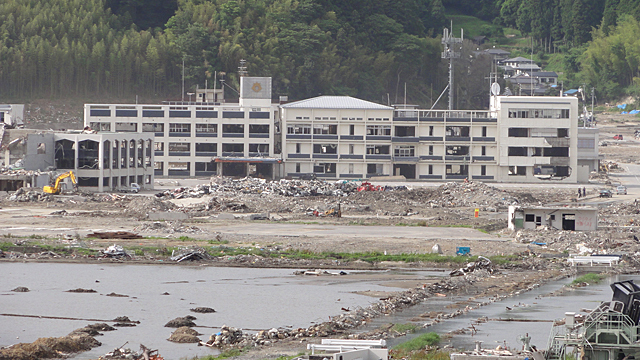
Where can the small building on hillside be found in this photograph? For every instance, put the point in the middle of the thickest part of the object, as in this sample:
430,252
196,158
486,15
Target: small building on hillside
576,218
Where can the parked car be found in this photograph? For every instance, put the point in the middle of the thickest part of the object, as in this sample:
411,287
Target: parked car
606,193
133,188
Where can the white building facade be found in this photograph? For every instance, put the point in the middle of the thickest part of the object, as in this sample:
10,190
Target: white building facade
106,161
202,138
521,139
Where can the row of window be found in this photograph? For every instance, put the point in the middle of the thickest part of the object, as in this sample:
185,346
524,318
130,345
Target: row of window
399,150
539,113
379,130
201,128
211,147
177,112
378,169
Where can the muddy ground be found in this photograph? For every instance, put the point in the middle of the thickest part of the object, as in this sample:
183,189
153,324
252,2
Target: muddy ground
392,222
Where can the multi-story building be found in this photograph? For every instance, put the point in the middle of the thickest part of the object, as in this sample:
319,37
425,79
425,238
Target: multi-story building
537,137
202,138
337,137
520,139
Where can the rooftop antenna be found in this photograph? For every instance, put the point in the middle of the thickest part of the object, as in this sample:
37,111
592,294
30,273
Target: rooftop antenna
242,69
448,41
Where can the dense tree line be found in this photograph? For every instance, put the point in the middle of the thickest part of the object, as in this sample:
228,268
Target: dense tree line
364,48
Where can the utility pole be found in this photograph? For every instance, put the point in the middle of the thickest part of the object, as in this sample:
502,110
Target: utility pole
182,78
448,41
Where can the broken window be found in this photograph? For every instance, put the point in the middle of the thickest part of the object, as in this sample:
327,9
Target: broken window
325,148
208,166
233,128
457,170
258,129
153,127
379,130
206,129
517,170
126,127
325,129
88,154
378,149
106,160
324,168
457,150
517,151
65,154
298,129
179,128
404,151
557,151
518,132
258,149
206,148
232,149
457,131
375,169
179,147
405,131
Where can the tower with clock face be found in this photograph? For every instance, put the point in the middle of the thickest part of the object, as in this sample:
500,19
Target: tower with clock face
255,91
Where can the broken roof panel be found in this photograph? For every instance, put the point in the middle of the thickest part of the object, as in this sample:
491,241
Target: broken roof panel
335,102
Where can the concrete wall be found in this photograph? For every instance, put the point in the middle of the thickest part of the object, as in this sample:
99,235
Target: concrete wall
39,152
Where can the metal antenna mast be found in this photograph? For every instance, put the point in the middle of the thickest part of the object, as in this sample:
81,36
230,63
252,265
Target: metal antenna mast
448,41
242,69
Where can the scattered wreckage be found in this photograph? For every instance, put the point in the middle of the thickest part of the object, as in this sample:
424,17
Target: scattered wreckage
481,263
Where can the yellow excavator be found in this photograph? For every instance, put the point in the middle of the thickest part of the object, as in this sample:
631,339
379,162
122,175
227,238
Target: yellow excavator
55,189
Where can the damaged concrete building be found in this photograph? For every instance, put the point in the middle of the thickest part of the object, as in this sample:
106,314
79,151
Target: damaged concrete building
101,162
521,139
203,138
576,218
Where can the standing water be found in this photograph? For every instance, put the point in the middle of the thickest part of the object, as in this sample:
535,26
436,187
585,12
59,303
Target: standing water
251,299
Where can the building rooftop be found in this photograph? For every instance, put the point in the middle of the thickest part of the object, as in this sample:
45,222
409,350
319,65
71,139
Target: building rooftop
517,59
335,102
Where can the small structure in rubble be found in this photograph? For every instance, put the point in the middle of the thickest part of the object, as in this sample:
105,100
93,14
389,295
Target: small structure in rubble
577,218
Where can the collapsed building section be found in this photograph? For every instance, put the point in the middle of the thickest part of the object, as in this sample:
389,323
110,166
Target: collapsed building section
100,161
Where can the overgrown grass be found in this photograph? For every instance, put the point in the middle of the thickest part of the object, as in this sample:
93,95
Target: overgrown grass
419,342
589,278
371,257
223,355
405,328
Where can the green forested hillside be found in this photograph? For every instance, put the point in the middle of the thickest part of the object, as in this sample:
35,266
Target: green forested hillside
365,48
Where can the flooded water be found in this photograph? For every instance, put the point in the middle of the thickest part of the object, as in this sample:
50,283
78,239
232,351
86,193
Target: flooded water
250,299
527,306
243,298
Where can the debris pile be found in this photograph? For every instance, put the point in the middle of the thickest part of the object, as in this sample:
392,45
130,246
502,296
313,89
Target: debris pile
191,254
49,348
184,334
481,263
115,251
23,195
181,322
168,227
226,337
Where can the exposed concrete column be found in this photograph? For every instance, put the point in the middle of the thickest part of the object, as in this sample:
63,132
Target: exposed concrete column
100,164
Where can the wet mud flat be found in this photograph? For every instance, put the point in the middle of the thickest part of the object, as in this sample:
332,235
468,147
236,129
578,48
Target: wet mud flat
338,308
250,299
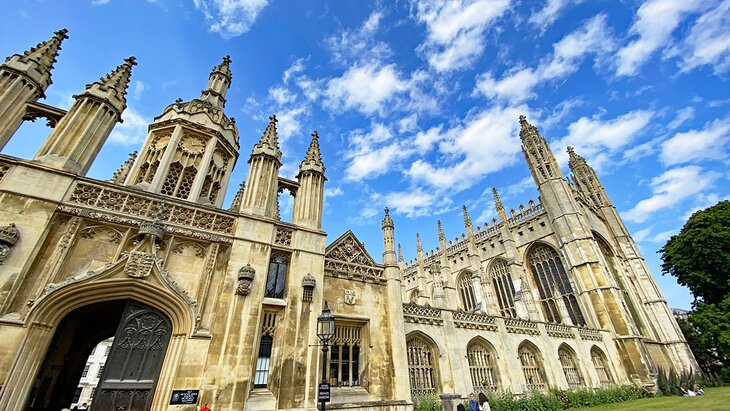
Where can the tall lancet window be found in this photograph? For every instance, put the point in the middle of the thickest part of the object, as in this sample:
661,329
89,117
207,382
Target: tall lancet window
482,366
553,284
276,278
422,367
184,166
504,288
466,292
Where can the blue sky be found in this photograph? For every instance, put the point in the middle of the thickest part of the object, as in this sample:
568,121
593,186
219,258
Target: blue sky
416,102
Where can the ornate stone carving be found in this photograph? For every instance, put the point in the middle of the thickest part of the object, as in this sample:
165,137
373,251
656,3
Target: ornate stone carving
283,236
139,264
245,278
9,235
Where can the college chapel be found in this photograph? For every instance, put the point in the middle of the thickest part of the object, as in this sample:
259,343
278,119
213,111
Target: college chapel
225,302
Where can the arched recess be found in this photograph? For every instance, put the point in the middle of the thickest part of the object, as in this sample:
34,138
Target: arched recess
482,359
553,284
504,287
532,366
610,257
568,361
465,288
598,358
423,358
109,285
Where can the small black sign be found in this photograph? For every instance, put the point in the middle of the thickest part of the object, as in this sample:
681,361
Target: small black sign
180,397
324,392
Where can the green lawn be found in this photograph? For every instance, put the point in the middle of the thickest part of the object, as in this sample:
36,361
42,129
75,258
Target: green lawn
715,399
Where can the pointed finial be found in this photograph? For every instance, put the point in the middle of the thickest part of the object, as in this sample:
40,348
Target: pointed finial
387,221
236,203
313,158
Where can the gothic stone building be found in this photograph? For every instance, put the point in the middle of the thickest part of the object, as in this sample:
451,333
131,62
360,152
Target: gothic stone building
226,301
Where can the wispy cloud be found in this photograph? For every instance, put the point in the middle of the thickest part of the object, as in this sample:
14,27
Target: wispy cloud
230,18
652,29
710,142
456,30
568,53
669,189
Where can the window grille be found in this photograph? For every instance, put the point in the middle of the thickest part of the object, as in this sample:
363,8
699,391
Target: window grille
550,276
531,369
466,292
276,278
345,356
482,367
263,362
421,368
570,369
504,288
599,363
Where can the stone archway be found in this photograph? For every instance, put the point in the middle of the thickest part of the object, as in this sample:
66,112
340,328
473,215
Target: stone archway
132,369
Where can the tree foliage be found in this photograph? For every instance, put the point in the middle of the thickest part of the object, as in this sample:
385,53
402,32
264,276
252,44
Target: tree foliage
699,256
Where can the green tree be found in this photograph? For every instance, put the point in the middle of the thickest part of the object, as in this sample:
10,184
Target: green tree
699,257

### INSTRUCTIONS TO FOLLOW
Update all of the rows above by replacing "thickest part" with "widest part" wherever it occurs, keeping every other part of the lines the same. Omit the pictures from your output.

### SOLVED PROBLEM
Where can the small building on hillside be found in this photograph? For every instance, put the point in the middle of the widest part of the object, as in this sample:
430,252
196,158
486,15
Target: small building on hillside
576,218
Where can the parked car be found in this photograph? For every instance, put the point in the middle of the widest part of the object, as in this sample:
411,287
Target: parked car
606,193
133,188
Where can the white building facade be found in this photograph? For every instance, put the point in the middle of the widest part of the object, as in this sample:
10,190
Target: white building facade
106,161
202,138
521,139
Where can the row of window be found in this photograph? For every instance, put the point in the middle of the widest part of the object, as in this sample:
185,346
524,318
130,345
Target: row of window
399,150
539,113
379,130
201,128
211,147
177,112
378,169
Where can the muddy ground be found in this photograph? For every instance, put the point in the middle of the widest part of the object, as in this sample:
183,189
153,324
252,2
Target: muddy ground
392,222
Where can the multi-story building be found in this photograph? For every instance, put the point in the middle of the widest part of the object, as in this sample:
319,37
425,79
425,238
Target: multi-story building
537,137
202,138
337,137
520,139
Where can the rooftop antenna be found in this photograph? For every instance, put the point in the middle of the widest part of the object, as in this sample:
37,111
592,294
30,273
Target: rooftop antenna
242,69
448,41
Where can the dense tree line be found in this photograph? For every instance, put the point in the middle of the widest part of the object, as in this sample:
228,268
Target: dense tree line
364,48
Where can the utility pole be found in this photograph? For every instance, put the point in the middle of the widest part of the object, as in this sample:
502,110
Target: utility pole
182,78
448,41
Where can the broken window be found in this photograph? For every instance, put the point in the middle of the widest part of the object, as in this sample:
327,9
Target: broken window
325,148
208,166
233,128
457,170
258,129
153,127
379,130
206,129
517,170
126,127
325,129
88,154
378,149
106,160
324,168
457,150
517,151
65,154
298,129
179,128
404,151
557,151
518,132
258,149
206,148
232,149
457,131
375,169
179,147
405,131
Where can the tower with clock face be found in this photograph? For every instance, put the point in the middle of the widest part of the object, as in this sample:
500,19
Target: tower with clock face
255,91
Where can the broken roof panel be found in this photograph? For every instance, put the point in the middle of the widest part of the object, as in this sample:
491,241
Target: broken roof panel
335,102
Where can the concrete wall be found in this photograph? For every instance, put the point in the middle of the widest part of the object, as in this sample:
99,235
Target: concrete wall
39,152
Where can the metal antenna mast be found in this photograph? For every instance, put the point in the middle of the widest part of the object, as in this sample:
81,36
230,63
252,265
Target: metal antenna mast
448,41
242,69
Where can the scattered wreckage be found in this photograph? For every instance, put the point in the middle of the widest part of the object, as in this sample:
424,17
Target: scattered wreckage
481,263
Where can the yellow excavator be found in this photograph? For every instance, put the point in the middle of the widest part of the object, as in this sample:
631,339
379,162
122,175
227,238
Target: yellow excavator
55,189
Where can the damaged concrete building be found in this photograph? For every instance, put the point in the middle of the widest part of the object, as in this sample:
106,314
79,151
Target: damaged concrete building
101,162
521,139
203,138
576,218
Where can the standing water be found in this photograph? For every instance, put the point in the middle of the widest part of the object, as in this sample:
535,26
436,187
585,12
59,303
Target: standing water
251,299
Where can the building rooftop be found in this photograph? For every instance, put the point in the middle of the widest part of the object, as in this sample:
45,222
409,350
319,65
71,139
Target: building rooftop
517,59
335,102
Where can the small structure in rubble be found in this photograph? For every instance, put the point in the middle of the widest part of the object, as in this sample:
105,100
93,14
389,295
Target: small structure in rubble
577,218
Where can the collapsed building section be found in this photograph? For every instance, put the point in the middle of the widest part of the object, as in this sample:
389,323
110,166
Target: collapsed building section
100,161
Where can the overgrown grass be found in this photograph? For every instance, put the point in the middle of the widest part of the object, as in this sample:
93,95
Target: overgrown grass
419,342
589,278
371,257
223,355
405,328
Where can the green forested hillside be found in this photograph? For every instance, put the point in the middle of the widest part of the object, as in this sample:
35,266
Target: green forested hillside
365,48
Where can the flooded water be found in this photograph? For every instance, put the point in the middle of the widest part of the object, as in this sample:
50,283
78,239
232,351
86,193
Target: flooded water
250,299
527,306
243,298
Where can the debris pile be found in this photograph? For every instance, put the point in the middle of the widest part of the object, as in this sample:
392,45
130,246
502,296
313,89
Target: debris pile
191,254
49,348
184,334
481,263
115,251
23,195
181,322
168,227
226,337
Where can the exposed concrete column be found in this photograph? For every instance, put the point in the middle of the widest part of the object, as in this sample:
63,132
Target: exposed concrete column
100,164
Where can the wet mud flat be found in this photograph? For every instance, put the point in the middle of the widest part of the object, as in this sample:
332,235
468,147
236,129
578,48
Target: wet mud flat
338,308
250,299
Where can the tall lancet window be found in this photograph? For every instance, put the point in the middle of the widest part of the object, as in this sample:
661,329
89,117
207,382
Target: tall lancet window
482,366
553,284
276,278
422,367
184,166
504,288
466,292
Where can the blue sky be found in this photograph? For every instance, put the point in the middle of the widest part of the object, as in this sample:
568,121
593,186
219,258
Target: blue sky
416,102
Where can the ornate stone carving be found in this photograph? For every instance, put the point in the middle of the widest part of the object, as in this sample:
165,137
373,251
656,3
Target: ornate stone carving
283,236
139,264
245,278
9,235
Where can the college chapel be found in this photograph? For every instance, put the point in the middle of the widest part of the object, as in this sample:
259,343
278,119
213,111
Target: college chapel
225,302
Where can the arched recess be found in this photograph? For every instance, put the point in the middle of the widest part of the object, as in this sample:
34,138
Target: arched recess
482,359
553,284
504,287
532,366
610,257
568,361
465,288
598,358
423,358
109,285
Where can the small black sign be found in this photograph? For every instance, put the point in the middle of the widest part of the object, as in this sample:
681,361
Target: small black sign
180,397
324,392
Where can the green lawn be found in this photograph? For every instance, put the point in the middle of the widest part of the object, as in this sample:
36,361
42,129
75,258
Target: green lawn
715,399
Where can the pointed finial be found in this photograph? For every instance, put the point in the middle of the widest part of the object, as in this sample:
40,348
Target: pointed finial
387,221
236,203
313,158
Where can the gothic stone building be found in this photograph? For every instance, put the point in the middle of the widest part of the object, as in this sample:
451,333
131,62
360,152
Target: gothic stone building
226,301
Where can the wispy cloud be found in this photograph? For every instance, put the point in the middle of the widest part of the object, as in this sample:
14,27
Target: wispy cloud
230,18
652,29
710,142
456,30
568,53
669,189
Where can the window grille be found in this photograph? For every instance, put the point in the middle of the widest part of the object, as in this sample:
363,8
699,391
Target: window grille
550,276
531,369
466,292
276,278
345,356
482,367
263,362
421,368
570,369
504,288
599,363
Where can the stone archway be found in this photograph? For every instance, put the point in the middle of the widest part of the object, as in this sample:
66,112
340,328
473,215
Target: stone archway
132,369
Where can the tree foliage be found in this photograph? For every instance, put the point in the middle of the widest part of the object, as in this sample:
385,53
402,32
264,276
252,44
Target: tree foliage
699,256
Where can the green tree be found in this photograph? For every instance, put the point in the middle of the widest part of the object, as in this sample:
10,184
Target: green tree
699,257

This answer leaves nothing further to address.